OBJETIVO DO EXERCÍCIO. Por favor, transcreva sem nenhuma alteração o trecho do texto sobre arbitragem e o Estado começando em "Nestes casos, assim" e terminando em "Público, portanto indisponíveis.".

BLOCO DE TEXTO.
────────

A arbitragem e o Estado: a arbitrabilidade de controvérsias nos contratos com o Estado

A arbitragem e o Estado: a arbitrabilidade de controvérsias nos contratos com o Estado

Discute-se sobre a possibilidade ou não da utilização da arbitragem como meio alternativo de solução de conflitos em questões que envolvam o setor público. Fundamenta-se nos aspectos da arbitrabilidade e da legislação, especialmente a Lei 9.307/96.

Faculdade de Direito de Curitiba

O Brasil está compreendendo e aceitando a importância da necessidade de oferecer métodos de solução de controvérsias alternativos à instância judicial. Em se tratando de direitos patrimoniais disponíveis, não somente é lícito e constitucional, mas é também recomendável aos interessados – diante do acúmulo de processos e do formalismo excessivo que têm gerado a lentidão das demandas judiciais – abdicarem do direito ou do poder de ação e buscarem a composição do conflito por meio de sentença arbitral cujos efeitos sejam idênticos àquele das decisões prolatadas pelo Poder Judiciário.

Segundo Philippe Fouchard [1], o desafio político para a arbitragem compreende manifestações que limitam excessivamente o âmbito da arbitragem e aquelas que contestam a autonomia da arbitragem.

A realidade nos mostra que o Estado está mais presente na vida econômica e social, principalmente como decorrência dos princípios constitucionais, porém defronta-se com uma realidade inquestionável – a escassez de recursos orçamentários. A partir deste ponto, o Estado se aproxima do setor privado para, em conjunto, promoverem o desenvolvimento do País. Essas associações são conhecidas como parcerias público-privadas, ou PPPs, e haverão de conviver com as concessões outorgadas pelo Estado e com as empresas privatizadas.

Nestes casos, assim como naqueles em que o Estado figura como contratante, certo é o crescimento do volume de negócios entre ele e o setor privado, e basta que existam interesses em confronto para que se possa admitir o surgimento de controvérsias, dada a complexidade da cadeia contratual.

No momento, a questão que se discute é a possibilidade ou não da utilização desse meio alternativo de solução de conflitos em questões que envolvam o setor público. Sendo a arbitragem cabível para dirimir conflitos relativos a direitos disponíveis, alguns entes públicos vêm se opondo a cumprir cláusulas compromissórias e, conseqüentemente, instaurar arbitragens. Alegam que os direitos tratados nos contratos administrativos são informados pelo Direito Público, portanto indisponíveis.

Segundo Miguel Reale, há convergência entre as normas de direito público e de direito privado, sendo os princípios da boa-fé e da função social do contrato a expressão dessa realidade, em que a liberdade de contratar estará por elas limitada e os interesses individuais devem estar alinhados aos interesses da coletividade.

Fundamentando-se nestes princípios, a arbitragem reduz os níveis de inadimplência comercial e assegura a boa fé nos negócios, muitas vezes maculada pela utilização, pela parte devedora, de recursos protelatórios no processo judicial. Hoje o empresário faz contas e sabe que um processo demorado gera custos insuportáveis [3].

────────

REGISTROS FORNECIDOS.
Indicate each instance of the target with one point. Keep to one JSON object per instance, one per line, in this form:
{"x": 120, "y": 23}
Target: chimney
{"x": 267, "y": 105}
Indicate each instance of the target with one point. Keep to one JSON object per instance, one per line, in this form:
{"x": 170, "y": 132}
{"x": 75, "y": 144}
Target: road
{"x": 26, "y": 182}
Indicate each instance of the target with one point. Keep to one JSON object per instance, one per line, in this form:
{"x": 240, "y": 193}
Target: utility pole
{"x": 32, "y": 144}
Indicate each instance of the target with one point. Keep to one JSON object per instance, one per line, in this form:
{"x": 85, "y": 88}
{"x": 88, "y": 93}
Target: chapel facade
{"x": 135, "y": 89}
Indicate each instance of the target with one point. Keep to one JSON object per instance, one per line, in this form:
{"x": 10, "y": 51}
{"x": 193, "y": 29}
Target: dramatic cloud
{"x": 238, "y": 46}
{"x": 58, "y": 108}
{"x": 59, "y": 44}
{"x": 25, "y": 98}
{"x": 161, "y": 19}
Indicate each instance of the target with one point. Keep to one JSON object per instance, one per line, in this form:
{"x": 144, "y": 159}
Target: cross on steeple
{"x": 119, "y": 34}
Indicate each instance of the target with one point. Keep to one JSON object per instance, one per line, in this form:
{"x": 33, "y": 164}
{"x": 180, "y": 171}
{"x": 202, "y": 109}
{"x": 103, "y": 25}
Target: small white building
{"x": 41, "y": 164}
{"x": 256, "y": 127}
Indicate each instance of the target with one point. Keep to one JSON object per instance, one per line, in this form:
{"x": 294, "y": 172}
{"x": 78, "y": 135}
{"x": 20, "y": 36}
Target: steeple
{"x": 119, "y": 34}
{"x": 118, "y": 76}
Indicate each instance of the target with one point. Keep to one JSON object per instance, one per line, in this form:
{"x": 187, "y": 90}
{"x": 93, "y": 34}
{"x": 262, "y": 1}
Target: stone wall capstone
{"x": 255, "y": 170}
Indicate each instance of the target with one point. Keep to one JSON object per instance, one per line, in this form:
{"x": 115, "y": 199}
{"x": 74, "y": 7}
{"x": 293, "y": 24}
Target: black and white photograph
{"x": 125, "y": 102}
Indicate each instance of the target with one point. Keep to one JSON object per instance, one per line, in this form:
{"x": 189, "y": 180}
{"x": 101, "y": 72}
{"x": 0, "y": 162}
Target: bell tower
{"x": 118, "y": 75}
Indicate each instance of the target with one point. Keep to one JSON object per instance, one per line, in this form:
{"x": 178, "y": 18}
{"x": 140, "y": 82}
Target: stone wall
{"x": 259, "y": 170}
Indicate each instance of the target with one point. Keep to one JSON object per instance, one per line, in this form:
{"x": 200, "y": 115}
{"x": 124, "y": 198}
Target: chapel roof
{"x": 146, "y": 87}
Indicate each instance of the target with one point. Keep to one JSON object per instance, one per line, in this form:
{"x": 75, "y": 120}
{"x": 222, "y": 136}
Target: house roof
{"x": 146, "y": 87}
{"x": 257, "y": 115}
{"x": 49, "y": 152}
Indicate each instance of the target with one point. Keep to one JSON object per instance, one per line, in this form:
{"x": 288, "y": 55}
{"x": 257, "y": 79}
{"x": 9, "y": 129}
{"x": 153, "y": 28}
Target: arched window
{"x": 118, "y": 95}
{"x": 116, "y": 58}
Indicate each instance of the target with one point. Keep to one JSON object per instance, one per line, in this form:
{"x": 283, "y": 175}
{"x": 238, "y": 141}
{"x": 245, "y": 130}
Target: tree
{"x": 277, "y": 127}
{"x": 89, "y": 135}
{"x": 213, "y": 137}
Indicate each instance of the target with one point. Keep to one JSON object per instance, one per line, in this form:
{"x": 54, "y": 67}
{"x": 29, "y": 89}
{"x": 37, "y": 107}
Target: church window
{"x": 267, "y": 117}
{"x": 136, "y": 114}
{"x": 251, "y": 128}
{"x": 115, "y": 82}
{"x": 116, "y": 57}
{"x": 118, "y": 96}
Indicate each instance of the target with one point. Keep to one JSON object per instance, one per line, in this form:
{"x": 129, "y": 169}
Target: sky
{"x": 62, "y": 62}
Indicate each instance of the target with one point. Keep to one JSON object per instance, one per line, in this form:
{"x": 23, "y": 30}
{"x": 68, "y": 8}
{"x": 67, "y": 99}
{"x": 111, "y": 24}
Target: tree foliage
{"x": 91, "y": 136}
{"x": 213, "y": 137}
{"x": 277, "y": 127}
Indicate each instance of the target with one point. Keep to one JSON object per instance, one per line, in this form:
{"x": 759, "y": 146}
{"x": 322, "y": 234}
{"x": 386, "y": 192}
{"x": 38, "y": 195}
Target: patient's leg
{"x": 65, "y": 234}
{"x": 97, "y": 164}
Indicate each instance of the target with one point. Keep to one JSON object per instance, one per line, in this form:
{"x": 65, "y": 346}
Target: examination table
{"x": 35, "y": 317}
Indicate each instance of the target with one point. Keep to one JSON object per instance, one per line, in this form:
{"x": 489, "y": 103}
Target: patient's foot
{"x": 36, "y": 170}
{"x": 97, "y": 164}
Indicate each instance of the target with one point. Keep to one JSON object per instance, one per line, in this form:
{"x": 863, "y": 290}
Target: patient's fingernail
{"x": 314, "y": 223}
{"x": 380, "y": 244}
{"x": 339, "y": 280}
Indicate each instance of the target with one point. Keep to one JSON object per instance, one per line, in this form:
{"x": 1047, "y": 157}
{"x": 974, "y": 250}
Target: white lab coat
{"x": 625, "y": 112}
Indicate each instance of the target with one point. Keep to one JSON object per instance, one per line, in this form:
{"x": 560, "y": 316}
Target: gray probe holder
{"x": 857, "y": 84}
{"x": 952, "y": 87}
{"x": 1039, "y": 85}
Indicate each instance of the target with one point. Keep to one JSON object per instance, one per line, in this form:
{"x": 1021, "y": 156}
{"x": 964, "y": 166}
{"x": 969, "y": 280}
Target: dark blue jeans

────────

RESPOSTA FINAL.
Nestes casos, assim como naqueles em que o Estado figura como contratante, certo é o crescimento do volume de negócios entre ele e o setor privado, e basta que existam interesses em confronto para que se possa admitir o surgimento de controvérsias, dada a complexidade da cadeia contratual.

No momento, a questão que se discute é a possibilidade ou não da utilização desse meio alternativo de solução de conflitos em questões que envolvam o setor público. Sendo a arbitragem cabível para dirimir conflitos relativos a direitos disponíveis, alguns entes públicos vêm se opondo a cumprir cláusulas compromissórias e, conseqüentemente, instaurar arbitragens. Alegam que os direitos tratados nos contratos administrativos são informados pelo Direito Público, portanto indisponíveis.